- [EXERCISE DIRECTIONS]: Reproduce the listing below line for line, without changing anything.

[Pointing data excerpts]
•••

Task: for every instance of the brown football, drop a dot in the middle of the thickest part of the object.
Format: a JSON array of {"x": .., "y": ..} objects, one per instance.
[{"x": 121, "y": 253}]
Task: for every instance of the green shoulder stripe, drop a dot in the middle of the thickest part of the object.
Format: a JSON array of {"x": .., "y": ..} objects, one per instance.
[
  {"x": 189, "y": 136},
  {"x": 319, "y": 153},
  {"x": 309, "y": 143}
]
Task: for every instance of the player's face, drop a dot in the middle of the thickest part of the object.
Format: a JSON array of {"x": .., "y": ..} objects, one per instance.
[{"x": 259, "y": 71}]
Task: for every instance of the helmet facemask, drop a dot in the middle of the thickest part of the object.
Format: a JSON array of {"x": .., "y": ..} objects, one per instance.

•••

- [TASK RESULT]:
Task: for every instance of the brown football, drop a dot in the middle of the thickest part of the object.
Format: a JSON array of {"x": .., "y": ..} objects, one per instance.
[{"x": 121, "y": 253}]
Task: for every instance of the green shoulder stripe, drop a dot in the middle of the thickest part of the object.
Format: a JSON array of {"x": .., "y": ..} objects, one per instance.
[
  {"x": 189, "y": 136},
  {"x": 319, "y": 153},
  {"x": 309, "y": 143}
]
Task: for every instance of the player's face, drop a dot in the middle of the thickest part of the object.
Format: a JSON array of {"x": .., "y": ..} objects, one per instance.
[{"x": 259, "y": 71}]
Task: for every instance of the helmet facemask, drop a dot in the middle of the thickest part of the object.
Format: a JSON array of {"x": .., "y": ..} objects, one per instance.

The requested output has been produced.